[Dataset excerpts on object pointing]

+++

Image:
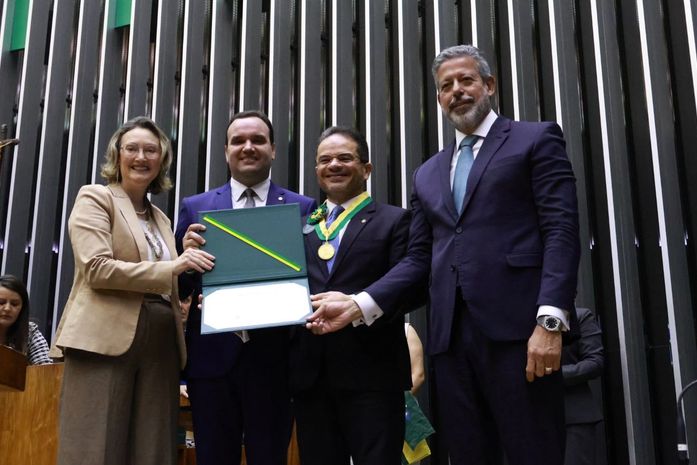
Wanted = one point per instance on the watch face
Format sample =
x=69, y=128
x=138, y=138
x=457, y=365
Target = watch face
x=552, y=323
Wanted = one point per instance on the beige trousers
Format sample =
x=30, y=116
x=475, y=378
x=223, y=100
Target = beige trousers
x=123, y=410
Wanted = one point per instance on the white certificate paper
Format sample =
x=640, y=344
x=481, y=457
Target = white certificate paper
x=255, y=305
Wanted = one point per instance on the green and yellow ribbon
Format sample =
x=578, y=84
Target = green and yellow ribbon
x=251, y=242
x=327, y=234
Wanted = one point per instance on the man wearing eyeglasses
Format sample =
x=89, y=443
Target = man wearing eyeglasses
x=349, y=386
x=239, y=389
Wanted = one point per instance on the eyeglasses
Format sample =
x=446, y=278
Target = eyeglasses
x=343, y=158
x=149, y=151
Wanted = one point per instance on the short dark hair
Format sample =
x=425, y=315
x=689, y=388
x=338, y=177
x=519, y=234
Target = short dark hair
x=251, y=114
x=111, y=170
x=357, y=137
x=18, y=333
x=457, y=51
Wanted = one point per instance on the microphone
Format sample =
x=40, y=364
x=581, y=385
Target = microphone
x=683, y=452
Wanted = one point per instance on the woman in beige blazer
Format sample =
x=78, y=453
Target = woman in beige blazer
x=121, y=333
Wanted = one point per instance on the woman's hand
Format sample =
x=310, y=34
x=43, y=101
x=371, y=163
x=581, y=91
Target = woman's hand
x=193, y=259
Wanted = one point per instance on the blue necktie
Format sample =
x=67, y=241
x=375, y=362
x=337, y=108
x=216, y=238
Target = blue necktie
x=462, y=170
x=334, y=242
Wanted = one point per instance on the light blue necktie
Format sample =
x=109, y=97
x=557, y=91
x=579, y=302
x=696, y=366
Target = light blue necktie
x=462, y=170
x=334, y=242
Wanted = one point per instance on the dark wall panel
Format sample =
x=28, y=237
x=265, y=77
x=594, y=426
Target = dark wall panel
x=618, y=76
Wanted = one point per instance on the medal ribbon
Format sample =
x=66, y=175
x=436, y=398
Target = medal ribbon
x=327, y=234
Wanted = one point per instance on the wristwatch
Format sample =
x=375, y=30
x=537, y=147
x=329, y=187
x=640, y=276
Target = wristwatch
x=549, y=322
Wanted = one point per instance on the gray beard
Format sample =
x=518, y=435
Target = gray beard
x=468, y=122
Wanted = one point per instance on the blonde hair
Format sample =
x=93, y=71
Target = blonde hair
x=110, y=169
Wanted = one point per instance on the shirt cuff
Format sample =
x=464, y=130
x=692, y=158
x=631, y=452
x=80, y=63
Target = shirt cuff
x=563, y=315
x=369, y=308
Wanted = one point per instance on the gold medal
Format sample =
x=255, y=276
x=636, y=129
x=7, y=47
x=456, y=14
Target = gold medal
x=325, y=251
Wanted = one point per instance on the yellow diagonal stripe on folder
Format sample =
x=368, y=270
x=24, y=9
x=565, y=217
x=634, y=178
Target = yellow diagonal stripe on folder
x=251, y=242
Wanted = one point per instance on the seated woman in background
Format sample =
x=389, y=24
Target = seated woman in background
x=16, y=330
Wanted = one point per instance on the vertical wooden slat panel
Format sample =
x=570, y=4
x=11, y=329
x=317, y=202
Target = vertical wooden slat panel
x=524, y=43
x=166, y=77
x=310, y=82
x=139, y=70
x=80, y=139
x=47, y=202
x=10, y=74
x=407, y=130
x=110, y=98
x=373, y=84
x=441, y=33
x=282, y=52
x=618, y=76
x=250, y=56
x=341, y=103
x=222, y=83
x=676, y=285
x=622, y=235
x=192, y=85
x=28, y=125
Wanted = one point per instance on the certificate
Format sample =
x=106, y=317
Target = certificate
x=260, y=275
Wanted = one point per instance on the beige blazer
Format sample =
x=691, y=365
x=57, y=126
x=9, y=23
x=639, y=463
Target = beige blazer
x=112, y=274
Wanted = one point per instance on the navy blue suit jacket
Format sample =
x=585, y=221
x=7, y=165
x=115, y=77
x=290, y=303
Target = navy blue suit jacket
x=212, y=355
x=514, y=247
x=366, y=358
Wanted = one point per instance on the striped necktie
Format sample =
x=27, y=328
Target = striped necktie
x=462, y=170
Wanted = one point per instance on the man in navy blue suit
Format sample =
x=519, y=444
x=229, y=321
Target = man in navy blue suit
x=239, y=389
x=349, y=386
x=495, y=231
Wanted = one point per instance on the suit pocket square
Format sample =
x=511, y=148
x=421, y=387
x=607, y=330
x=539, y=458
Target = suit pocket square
x=524, y=259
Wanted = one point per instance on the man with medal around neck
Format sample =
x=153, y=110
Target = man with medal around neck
x=501, y=259
x=348, y=387
x=239, y=389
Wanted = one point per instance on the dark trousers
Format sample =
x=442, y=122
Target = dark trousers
x=250, y=404
x=486, y=406
x=580, y=444
x=123, y=410
x=336, y=424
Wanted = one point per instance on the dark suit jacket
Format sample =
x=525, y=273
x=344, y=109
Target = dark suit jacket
x=213, y=355
x=582, y=361
x=372, y=357
x=514, y=247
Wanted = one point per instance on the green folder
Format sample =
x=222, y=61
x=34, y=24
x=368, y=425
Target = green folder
x=260, y=275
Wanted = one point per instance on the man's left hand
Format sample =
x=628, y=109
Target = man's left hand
x=333, y=311
x=544, y=353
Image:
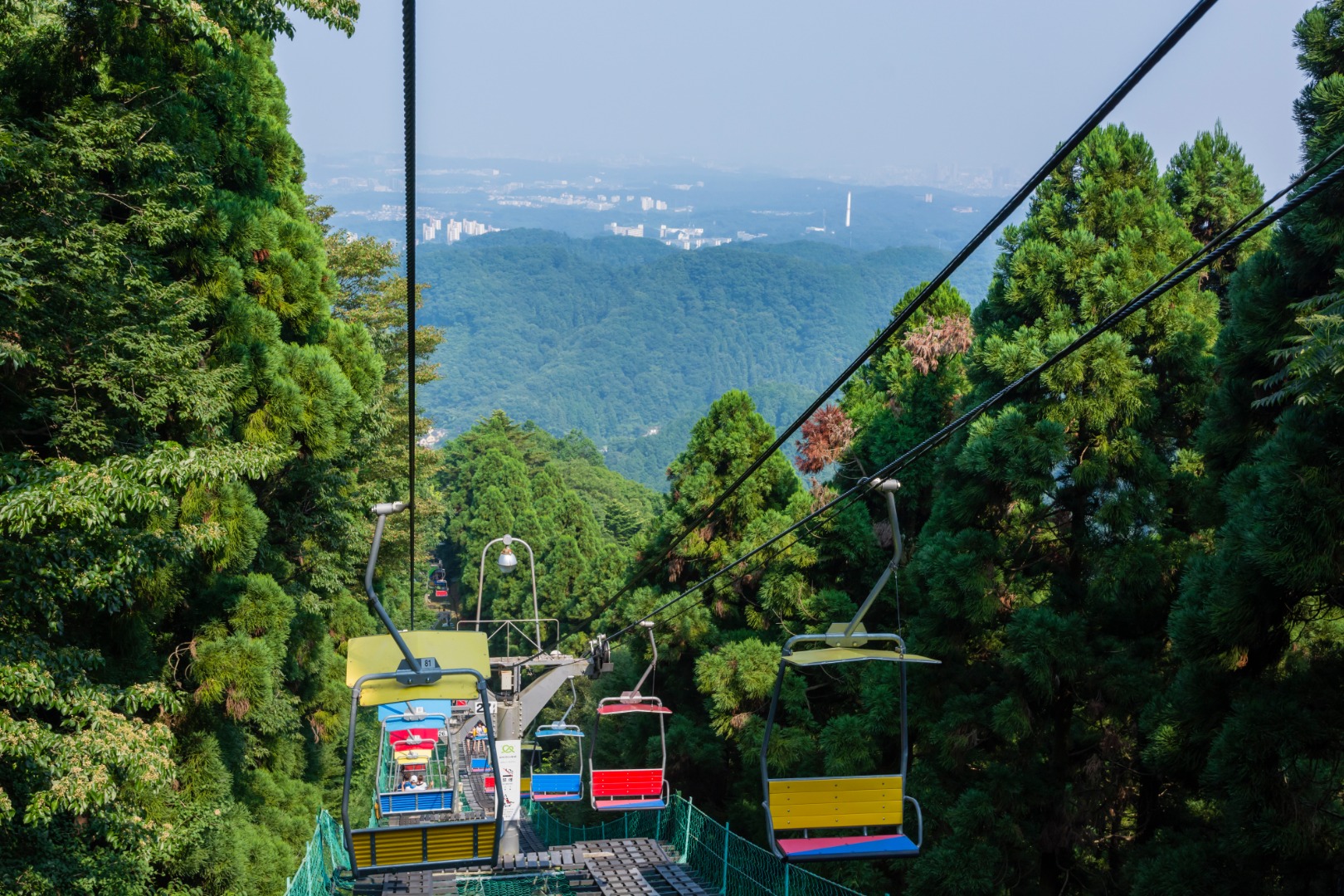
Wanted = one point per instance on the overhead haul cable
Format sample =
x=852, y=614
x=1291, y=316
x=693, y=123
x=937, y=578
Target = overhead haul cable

+++

** EXERCISE BRIEF **
Exactly those lines that run from the line holding "Wanted = one point per instance on the dark suit" to the end of the listing above, both included, are to be reproduced, with pictures left out.

** IN RESPONSE **
Wanted = one point per instance on the dark suit jacket
Format sample =
x=525, y=273
x=344, y=109
Target = dark suit jacket
x=213, y=355
x=582, y=361
x=372, y=357
x=514, y=247
Wanted = one point per instance on the green folder
Format sample =
x=222, y=61
x=34, y=24
x=368, y=425
Target = green folder
x=260, y=275
Wanted = one point per instance on the man's left hand
Format sample =
x=628, y=109
Target = man's left hand
x=333, y=311
x=544, y=353
Image:
Wanted = one point per instance on the overhead haul cable
Format sample =
x=852, y=614
x=1291, y=316
x=693, y=123
x=937, y=578
Target = overhead haul cable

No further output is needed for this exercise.